WORK INSTRUCTION:
Whatever appears in the records, retype it exactly, except for the pictures.

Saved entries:
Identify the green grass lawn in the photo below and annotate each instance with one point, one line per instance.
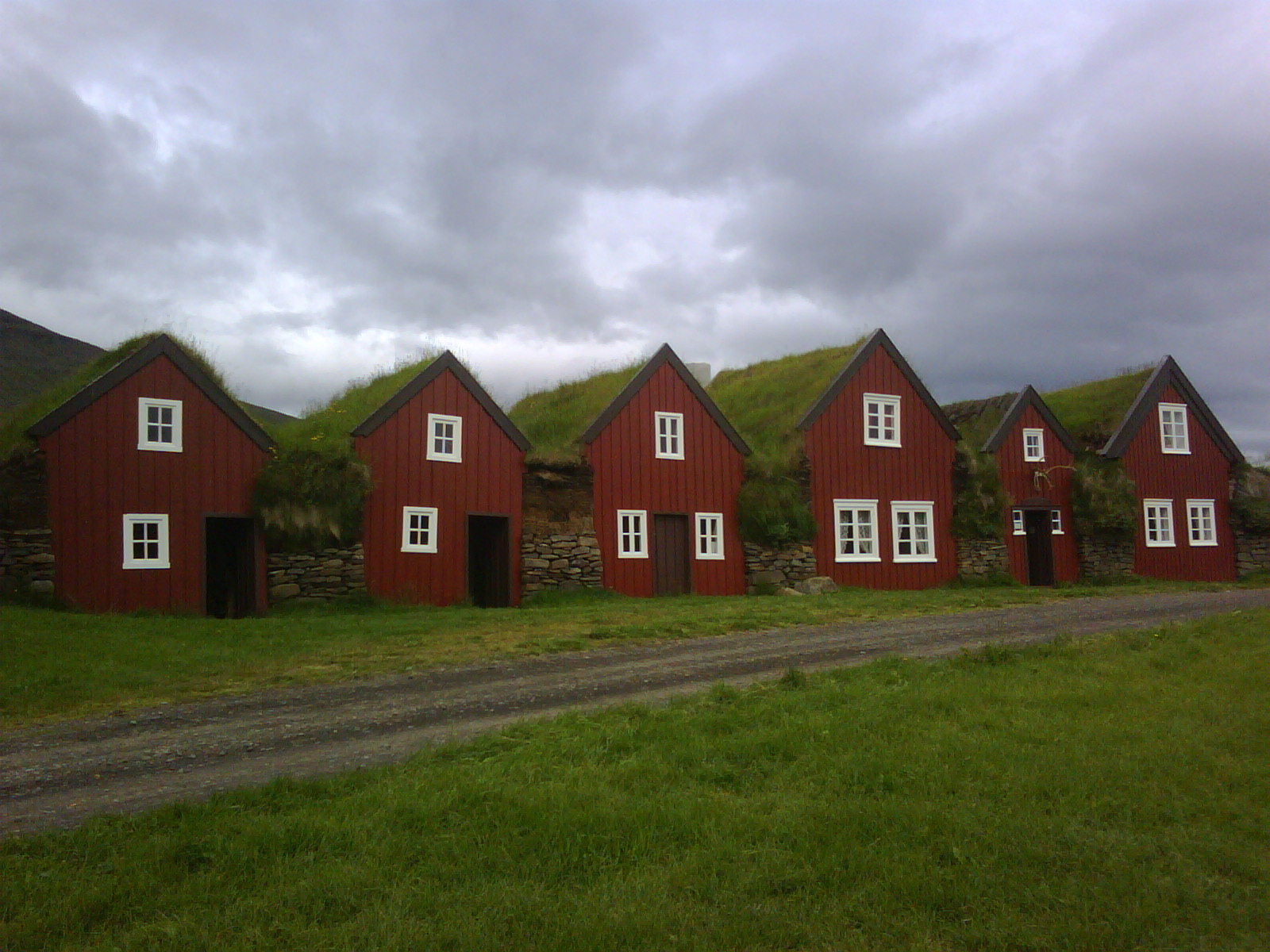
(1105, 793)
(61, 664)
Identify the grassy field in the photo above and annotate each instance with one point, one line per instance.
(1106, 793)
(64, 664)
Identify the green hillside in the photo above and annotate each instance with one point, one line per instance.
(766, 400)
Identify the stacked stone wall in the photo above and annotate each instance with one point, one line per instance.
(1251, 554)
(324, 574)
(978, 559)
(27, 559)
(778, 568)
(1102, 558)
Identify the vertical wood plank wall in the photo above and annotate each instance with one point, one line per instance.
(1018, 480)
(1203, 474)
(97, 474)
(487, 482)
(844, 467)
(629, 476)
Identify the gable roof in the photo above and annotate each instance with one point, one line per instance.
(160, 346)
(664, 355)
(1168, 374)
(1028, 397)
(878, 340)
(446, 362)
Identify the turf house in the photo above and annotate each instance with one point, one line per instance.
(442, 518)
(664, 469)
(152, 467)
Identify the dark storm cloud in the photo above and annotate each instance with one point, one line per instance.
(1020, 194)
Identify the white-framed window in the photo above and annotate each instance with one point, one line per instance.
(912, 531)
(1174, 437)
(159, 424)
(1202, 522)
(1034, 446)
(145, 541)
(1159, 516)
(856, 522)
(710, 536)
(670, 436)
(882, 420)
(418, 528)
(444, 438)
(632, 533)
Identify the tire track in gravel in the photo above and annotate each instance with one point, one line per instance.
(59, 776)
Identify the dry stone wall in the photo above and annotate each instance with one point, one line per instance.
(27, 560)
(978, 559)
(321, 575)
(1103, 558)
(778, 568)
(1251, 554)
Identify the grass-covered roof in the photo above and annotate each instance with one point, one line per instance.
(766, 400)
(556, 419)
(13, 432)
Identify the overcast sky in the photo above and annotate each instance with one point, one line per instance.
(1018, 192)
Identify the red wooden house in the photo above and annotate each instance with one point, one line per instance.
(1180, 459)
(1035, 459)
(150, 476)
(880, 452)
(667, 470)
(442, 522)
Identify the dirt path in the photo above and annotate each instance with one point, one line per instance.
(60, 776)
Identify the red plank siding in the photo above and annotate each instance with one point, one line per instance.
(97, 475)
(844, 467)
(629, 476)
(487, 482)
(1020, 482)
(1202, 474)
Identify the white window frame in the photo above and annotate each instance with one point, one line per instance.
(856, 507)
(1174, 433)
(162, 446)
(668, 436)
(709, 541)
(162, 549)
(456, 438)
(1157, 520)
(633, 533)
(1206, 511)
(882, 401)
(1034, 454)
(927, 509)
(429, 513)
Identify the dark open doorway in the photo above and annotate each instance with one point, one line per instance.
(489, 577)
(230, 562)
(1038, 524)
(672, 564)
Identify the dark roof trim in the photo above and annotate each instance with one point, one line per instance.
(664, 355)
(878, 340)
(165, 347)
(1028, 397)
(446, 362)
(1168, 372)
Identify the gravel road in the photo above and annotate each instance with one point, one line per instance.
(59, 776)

YOUR RESPONSE:
Identify the green grass lawn in the photo below and annotate each instance with one point, one line per instance.
(1105, 793)
(61, 664)
Identify the grassy field in the photo above and annotate each instance with one point, one line per instance.
(1106, 793)
(64, 664)
Identify the green hillside in the photo above and annotate each instance with one point, one line per instance.
(766, 400)
Identify the stacked stone wall in the photo above and annotate each instance with one point, one line per instance.
(1251, 554)
(324, 574)
(978, 559)
(27, 559)
(778, 568)
(1102, 558)
Identify the vertical wood plank wall in the photo above and annotate each instance with one point, one line per instance.
(1018, 480)
(1203, 474)
(97, 474)
(487, 482)
(844, 467)
(629, 476)
Identify the gable roof in the photo above and annotate each instance with one point, one line per instance.
(160, 346)
(664, 355)
(1168, 374)
(1028, 397)
(878, 340)
(446, 362)
Identify the turf house in the photo above and annotate each instance with one point, one line per instance.
(442, 518)
(664, 469)
(152, 467)
Identify the dark storm cloud in the photo above and annotate each instance with one point, one line per instance.
(1020, 194)
Identify the white-framed window in the photo above and annotate each instance with one point, one line per instance.
(912, 531)
(1174, 437)
(159, 424)
(1202, 522)
(1034, 446)
(145, 541)
(1159, 516)
(856, 522)
(710, 536)
(670, 436)
(882, 420)
(418, 528)
(444, 438)
(632, 533)
Identify the tire track in gravel in the photo above and annotate each instance with one point, one line per instance.
(59, 776)
Identify the dry stone wall in the photo above and annotate each instance with one point, one line per instance.
(27, 560)
(978, 559)
(321, 575)
(1103, 558)
(778, 568)
(1251, 554)
Identify the grass-covered roof in the photo above and annotate each instance with one point, one line per instance.
(766, 400)
(556, 419)
(13, 432)
Identify the overcast sky in the photo above and annotate each instance with one point, one line per instance.
(1018, 192)
Identify the red wooden house in the photo above and annotate each instance with one point, one line per instance.
(1180, 459)
(1035, 459)
(150, 476)
(880, 452)
(667, 470)
(442, 522)
Identify the dirt path in the photo above and annotate each instance with one point, one line per instance.
(60, 776)
Identify the red plank siding in the photo above and annotate each instance with one point, one line per instance.
(97, 475)
(844, 467)
(629, 476)
(487, 482)
(1020, 482)
(1202, 474)
Identify the white window frame in the photo above and annotate each instance with one point, one line per instance.
(856, 507)
(1174, 433)
(162, 446)
(668, 436)
(709, 541)
(162, 549)
(456, 438)
(1157, 520)
(633, 533)
(1206, 511)
(882, 401)
(1034, 454)
(927, 509)
(429, 513)
Identify the dark open doorway in the photo above and annotate each instance with one point, one line per instance.
(489, 577)
(230, 562)
(1038, 524)
(672, 564)
Identify the dark roof trim in the photo above and annotate each instance with one point, one line per instance.
(664, 355)
(878, 340)
(165, 347)
(1028, 397)
(446, 362)
(1168, 372)
Identify the gravel road in the photo above and annotate each instance with one point, one line per instance.
(59, 776)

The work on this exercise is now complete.